(Data entries)
------------------------------

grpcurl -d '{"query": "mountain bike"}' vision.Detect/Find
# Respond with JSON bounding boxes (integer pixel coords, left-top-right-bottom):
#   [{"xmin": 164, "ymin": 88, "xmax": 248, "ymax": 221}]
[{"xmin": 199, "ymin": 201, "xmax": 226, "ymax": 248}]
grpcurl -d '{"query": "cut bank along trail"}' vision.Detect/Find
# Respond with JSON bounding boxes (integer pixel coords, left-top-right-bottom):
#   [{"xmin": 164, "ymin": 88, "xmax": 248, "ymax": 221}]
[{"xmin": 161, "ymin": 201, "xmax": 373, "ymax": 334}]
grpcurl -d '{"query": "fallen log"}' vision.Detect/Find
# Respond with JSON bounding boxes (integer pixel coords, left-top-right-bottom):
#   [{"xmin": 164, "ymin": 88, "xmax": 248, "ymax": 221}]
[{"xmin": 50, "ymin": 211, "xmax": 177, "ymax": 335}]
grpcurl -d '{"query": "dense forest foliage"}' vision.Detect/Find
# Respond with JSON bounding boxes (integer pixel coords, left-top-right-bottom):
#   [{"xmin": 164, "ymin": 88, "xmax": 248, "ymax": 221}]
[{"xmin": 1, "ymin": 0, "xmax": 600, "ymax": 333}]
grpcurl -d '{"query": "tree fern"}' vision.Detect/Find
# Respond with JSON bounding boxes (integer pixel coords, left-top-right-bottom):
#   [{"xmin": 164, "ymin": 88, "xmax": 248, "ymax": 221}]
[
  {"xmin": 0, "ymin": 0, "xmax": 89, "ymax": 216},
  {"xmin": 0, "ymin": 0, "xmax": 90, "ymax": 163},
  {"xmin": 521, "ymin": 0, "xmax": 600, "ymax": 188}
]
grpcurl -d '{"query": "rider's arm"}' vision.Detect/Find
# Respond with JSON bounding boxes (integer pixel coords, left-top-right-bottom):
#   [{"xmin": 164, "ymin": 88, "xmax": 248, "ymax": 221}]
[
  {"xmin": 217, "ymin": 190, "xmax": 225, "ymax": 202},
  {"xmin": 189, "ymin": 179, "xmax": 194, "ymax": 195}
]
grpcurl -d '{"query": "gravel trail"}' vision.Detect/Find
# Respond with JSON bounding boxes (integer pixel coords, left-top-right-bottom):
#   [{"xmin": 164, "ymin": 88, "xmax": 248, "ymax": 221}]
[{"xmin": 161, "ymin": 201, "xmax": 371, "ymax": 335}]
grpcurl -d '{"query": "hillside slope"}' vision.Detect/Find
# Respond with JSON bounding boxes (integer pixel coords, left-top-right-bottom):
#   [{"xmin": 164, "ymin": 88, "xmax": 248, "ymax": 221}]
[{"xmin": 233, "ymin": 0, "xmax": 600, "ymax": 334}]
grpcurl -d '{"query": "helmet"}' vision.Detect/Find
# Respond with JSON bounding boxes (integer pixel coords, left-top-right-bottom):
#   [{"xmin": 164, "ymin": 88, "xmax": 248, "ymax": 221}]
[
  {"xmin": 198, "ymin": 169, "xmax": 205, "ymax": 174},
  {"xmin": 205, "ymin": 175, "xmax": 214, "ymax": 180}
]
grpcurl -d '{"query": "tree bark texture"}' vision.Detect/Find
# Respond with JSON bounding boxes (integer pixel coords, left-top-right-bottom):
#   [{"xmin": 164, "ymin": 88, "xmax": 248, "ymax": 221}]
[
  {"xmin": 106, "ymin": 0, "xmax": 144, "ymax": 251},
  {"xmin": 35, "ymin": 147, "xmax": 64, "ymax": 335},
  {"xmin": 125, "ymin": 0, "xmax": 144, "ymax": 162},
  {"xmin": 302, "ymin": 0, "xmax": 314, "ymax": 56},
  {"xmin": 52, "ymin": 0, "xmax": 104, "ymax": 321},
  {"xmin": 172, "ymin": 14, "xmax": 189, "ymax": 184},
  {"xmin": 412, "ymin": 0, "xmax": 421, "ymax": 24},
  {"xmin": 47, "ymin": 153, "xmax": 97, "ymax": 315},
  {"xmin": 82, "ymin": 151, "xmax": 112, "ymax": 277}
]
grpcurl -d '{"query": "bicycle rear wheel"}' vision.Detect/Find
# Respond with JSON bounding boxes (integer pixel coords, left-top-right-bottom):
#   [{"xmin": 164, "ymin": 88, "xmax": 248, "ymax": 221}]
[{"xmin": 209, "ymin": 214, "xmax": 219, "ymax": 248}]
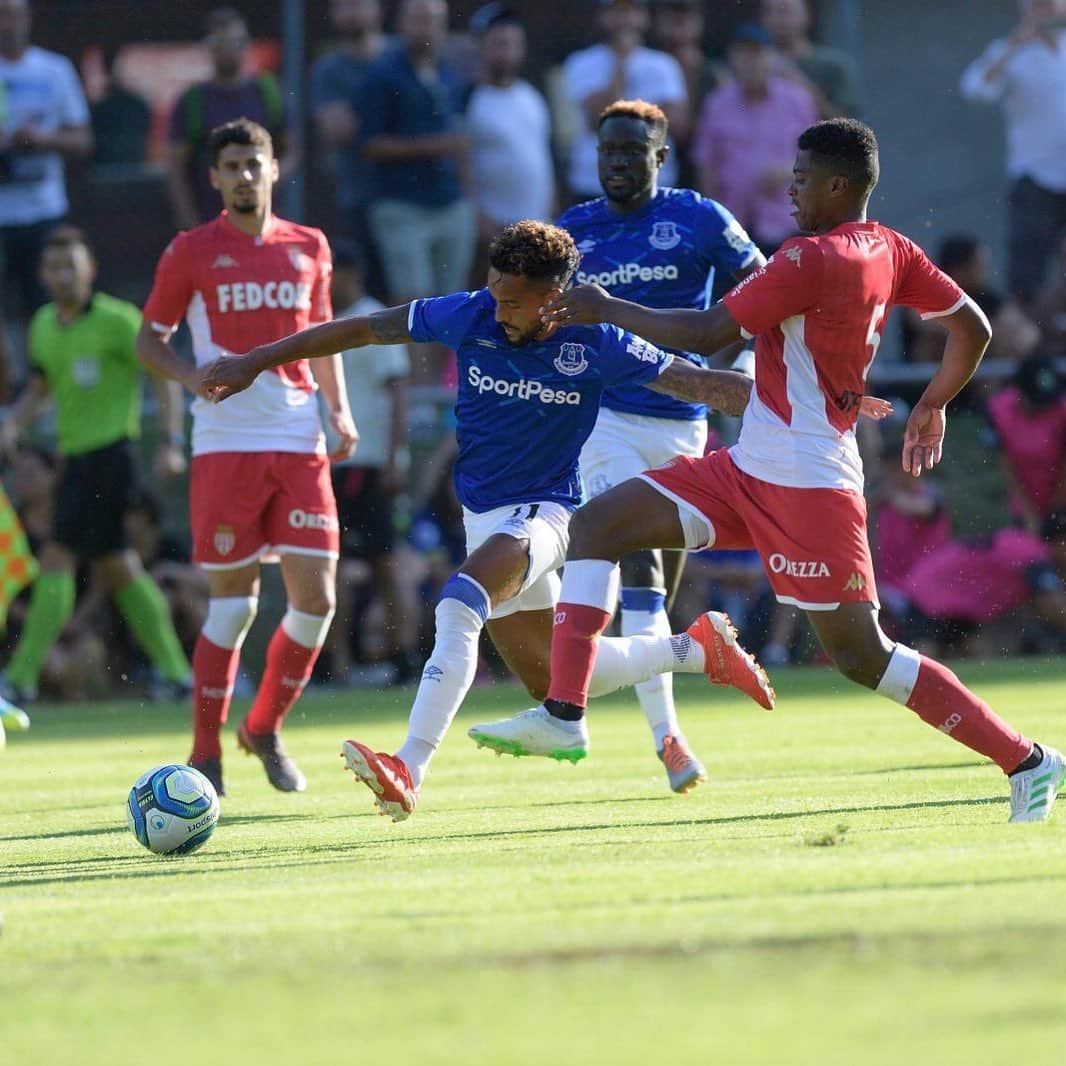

------------------------------

Could you please repeat the entries above exactly, with every picture left out?

grpcurl -d '{"query": "mountain bike"}' vision.Detect/Find
# Respond with JSON bounding boxes (integer pixel coords, left-top-right-bottom):
#   [{"xmin": 164, "ymin": 88, "xmax": 248, "ymax": 221}]
[{"xmin": 199, "ymin": 201, "xmax": 226, "ymax": 248}]
grpcurl -d '{"query": "cut bank along trail"}' vision.Detect/Find
# Respond with JSON bounding boxes (integer pixel coords, left-top-right-bottom):
#   [{"xmin": 164, "ymin": 88, "xmax": 248, "ymax": 221}]
[{"xmin": 161, "ymin": 201, "xmax": 373, "ymax": 334}]
grpcurl -d '{"query": "fallen log"}' vision.Detect/Find
# Respond with JSON bounding boxes (integer pixel coords, left-top-right-bottom):
#   [{"xmin": 164, "ymin": 88, "xmax": 248, "ymax": 221}]
[{"xmin": 50, "ymin": 211, "xmax": 177, "ymax": 335}]
grpcurl -d '{"query": "dense forest foliage"}' vision.Detect/Find
# Respond with JSON bounding boxes (integer pixel coords, left-top-right-bottom):
#   [{"xmin": 164, "ymin": 88, "xmax": 248, "ymax": 221}]
[{"xmin": 1, "ymin": 0, "xmax": 600, "ymax": 333}]
grpcurl -d '{"query": "tree fern"}' vision.Detect/Find
# Respond with JSON bounding boxes (integer pixel coords, left-top-right-bottom):
#   [{"xmin": 164, "ymin": 88, "xmax": 248, "ymax": 221}]
[
  {"xmin": 0, "ymin": 0, "xmax": 89, "ymax": 216},
  {"xmin": 0, "ymin": 0, "xmax": 90, "ymax": 163},
  {"xmin": 521, "ymin": 0, "xmax": 600, "ymax": 188}
]
grpcurl -d '{"query": "rider's arm"}' vision.Detect/Find
# Respond with JSON bounding boxes (integer pixel coords, left-top-right-bottom):
#   [{"xmin": 164, "ymin": 88, "xmax": 248, "ymax": 221}]
[
  {"xmin": 217, "ymin": 190, "xmax": 225, "ymax": 202},
  {"xmin": 189, "ymin": 179, "xmax": 194, "ymax": 195}
]
grpcurl -d '{"query": "gravel trail"}' vision.Detect/Find
# Respond with JSON bounding boxes (integer pixel coords, left-top-right-bottom):
#   [{"xmin": 164, "ymin": 88, "xmax": 248, "ymax": 221}]
[{"xmin": 161, "ymin": 201, "xmax": 371, "ymax": 335}]
grpcurl -d '{"query": "hillside slope"}' vision.Detect/Find
# Respond with JSON bounding boxes (integer pixel coords, left-top-right-bottom):
#   [{"xmin": 164, "ymin": 88, "xmax": 248, "ymax": 221}]
[{"xmin": 233, "ymin": 0, "xmax": 600, "ymax": 334}]
grpcurl -d '{"query": "helmet"}' vision.Detect/Find
# Respond with JSON bounding boxes (integer pixel coords, left-top-right-bottom):
#   [{"xmin": 164, "ymin": 88, "xmax": 248, "ymax": 221}]
[
  {"xmin": 198, "ymin": 169, "xmax": 205, "ymax": 174},
  {"xmin": 205, "ymin": 175, "xmax": 214, "ymax": 180}
]
grpcurl -d '{"query": "tree bark texture"}' vision.Detect/Find
# Respond with JSON bounding boxes (integer pixel coords, left-top-right-bottom):
#   [{"xmin": 164, "ymin": 88, "xmax": 248, "ymax": 221}]
[
  {"xmin": 106, "ymin": 0, "xmax": 144, "ymax": 251},
  {"xmin": 35, "ymin": 147, "xmax": 64, "ymax": 335},
  {"xmin": 125, "ymin": 0, "xmax": 144, "ymax": 162},
  {"xmin": 302, "ymin": 0, "xmax": 314, "ymax": 56},
  {"xmin": 52, "ymin": 0, "xmax": 104, "ymax": 321},
  {"xmin": 172, "ymin": 14, "xmax": 189, "ymax": 184},
  {"xmin": 412, "ymin": 0, "xmax": 421, "ymax": 24},
  {"xmin": 47, "ymin": 153, "xmax": 97, "ymax": 315},
  {"xmin": 82, "ymin": 151, "xmax": 112, "ymax": 277}
]
grpcurl -d '{"query": "bicycle rear wheel"}' vision.Detect/Find
# Respond with JSON bounding boxes (integer pixel coords, left-top-right-bottom):
#   [{"xmin": 164, "ymin": 88, "xmax": 248, "ymax": 221}]
[{"xmin": 209, "ymin": 214, "xmax": 219, "ymax": 248}]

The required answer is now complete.